## EXCERPTED PASSAGE:
Re: Using the new bad-block-log in md for Linux 3.1

Lutz Vieweg <lvml@xxxxxx> · Thu, 28 Jul 2011 11:25:13 +0200

On 07/27/2011 10:55 PM, NeilBrown wrote:
When md finds that it might be good to write to a known-bad-block it has two
options - to write or not.
It makes the choice based on whether it has seen any write errors on that
device since the array was assembled.
If it has - it just doesn't write and leaves the block 'bad'.
If it has not it tries to write.  On success it clears the record of the bad
block.

Sounds reasonable.

On failure it decides not to write to and more bad blocks on that
device.

This sentence may just miss one verb, but that might be an important
one. Did you mean to say "on failure (of writing to a block that had
been marked as bad, after a re-assembly) that one block will not be
written to (until after the next re-assembly)"?

The idea of marking a device as 'rotational' always seemed dumb to me.
Because people assume that 'rotational' is a disk drive and '!rotational' is
an SSD.  But what if some other technology comes along with behaviour
somewhere between the two??

The naming of that flag is really awkward.

I think the primary meaning of 'rotational' as implemented is 'seek is
instant'.

(That would be the meaning of 'not rotational'.)

This is quite a different meaning to 'blocks migrate around the
device' even though both are true of current SSDs.

Right, the seeking and "wear levelling" features are completely orthogonal.

I'm not sure that md can usefully do anything different on SSDs than on
spinning rust.

At least MD could make block devices it creates inherit the "rotational"
flag, as an "OR"ed combination of the slave block devices (because if one
slave needs time for seeking, so probably will the RAID as a whole).

## PROBLEM STATEMENT:
According to the bad-block-log thread, what does md base its choice on when deciding whether to write to a known-bad block?

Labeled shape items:
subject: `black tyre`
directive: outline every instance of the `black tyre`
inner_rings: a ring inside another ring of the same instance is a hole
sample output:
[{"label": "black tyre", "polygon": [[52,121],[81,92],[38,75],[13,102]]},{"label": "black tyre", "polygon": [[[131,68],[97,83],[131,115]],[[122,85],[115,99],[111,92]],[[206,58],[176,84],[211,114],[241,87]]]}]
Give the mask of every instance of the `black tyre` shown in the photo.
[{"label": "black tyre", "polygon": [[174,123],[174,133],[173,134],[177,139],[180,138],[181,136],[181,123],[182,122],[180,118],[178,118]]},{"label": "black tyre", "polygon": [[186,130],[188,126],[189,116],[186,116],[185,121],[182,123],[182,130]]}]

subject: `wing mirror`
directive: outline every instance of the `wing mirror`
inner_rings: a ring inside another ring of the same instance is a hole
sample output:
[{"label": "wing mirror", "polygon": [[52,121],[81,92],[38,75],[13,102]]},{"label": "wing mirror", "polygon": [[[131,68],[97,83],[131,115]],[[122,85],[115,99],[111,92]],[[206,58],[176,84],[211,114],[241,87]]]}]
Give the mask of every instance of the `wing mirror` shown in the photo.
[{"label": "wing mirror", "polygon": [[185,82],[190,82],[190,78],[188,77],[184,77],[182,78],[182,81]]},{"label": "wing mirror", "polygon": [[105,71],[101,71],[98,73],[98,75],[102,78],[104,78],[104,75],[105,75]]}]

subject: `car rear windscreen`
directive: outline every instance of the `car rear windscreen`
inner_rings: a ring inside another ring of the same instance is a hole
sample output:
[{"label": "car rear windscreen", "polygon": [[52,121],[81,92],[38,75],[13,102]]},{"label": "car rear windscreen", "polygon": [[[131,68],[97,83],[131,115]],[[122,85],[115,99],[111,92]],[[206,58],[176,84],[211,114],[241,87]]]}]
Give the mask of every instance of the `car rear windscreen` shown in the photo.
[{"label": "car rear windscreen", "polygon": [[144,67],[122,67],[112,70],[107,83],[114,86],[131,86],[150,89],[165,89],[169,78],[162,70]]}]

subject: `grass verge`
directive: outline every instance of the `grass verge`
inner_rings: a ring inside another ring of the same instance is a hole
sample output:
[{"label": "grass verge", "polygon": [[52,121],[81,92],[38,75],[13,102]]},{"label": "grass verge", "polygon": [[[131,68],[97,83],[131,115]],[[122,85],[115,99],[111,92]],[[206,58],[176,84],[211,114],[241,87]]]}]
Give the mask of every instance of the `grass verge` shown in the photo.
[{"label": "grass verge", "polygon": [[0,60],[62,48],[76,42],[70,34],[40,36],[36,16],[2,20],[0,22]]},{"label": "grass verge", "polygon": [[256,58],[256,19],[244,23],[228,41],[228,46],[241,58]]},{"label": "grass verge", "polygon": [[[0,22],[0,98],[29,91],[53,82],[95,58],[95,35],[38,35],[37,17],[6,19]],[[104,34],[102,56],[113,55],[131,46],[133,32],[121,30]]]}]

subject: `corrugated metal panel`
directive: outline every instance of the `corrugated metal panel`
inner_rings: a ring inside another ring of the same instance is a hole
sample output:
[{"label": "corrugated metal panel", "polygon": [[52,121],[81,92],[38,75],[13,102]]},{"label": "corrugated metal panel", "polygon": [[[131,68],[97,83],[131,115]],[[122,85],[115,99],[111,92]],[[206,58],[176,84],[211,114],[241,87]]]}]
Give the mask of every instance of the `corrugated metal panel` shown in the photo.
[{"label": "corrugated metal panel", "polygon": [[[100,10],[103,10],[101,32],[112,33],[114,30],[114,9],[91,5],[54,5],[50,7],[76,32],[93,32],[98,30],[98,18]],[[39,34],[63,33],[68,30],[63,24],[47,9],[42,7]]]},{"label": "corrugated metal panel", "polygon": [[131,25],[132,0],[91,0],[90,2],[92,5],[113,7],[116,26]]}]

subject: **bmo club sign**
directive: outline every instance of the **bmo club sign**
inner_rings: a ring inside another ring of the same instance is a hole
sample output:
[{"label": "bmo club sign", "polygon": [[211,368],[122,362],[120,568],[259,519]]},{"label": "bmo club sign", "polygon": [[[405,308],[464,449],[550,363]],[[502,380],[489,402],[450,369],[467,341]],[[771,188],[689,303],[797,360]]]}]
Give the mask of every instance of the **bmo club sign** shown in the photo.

## RESPONSE TO THE TASK:
Whether it has seen any write errors on that device since the array was assembled.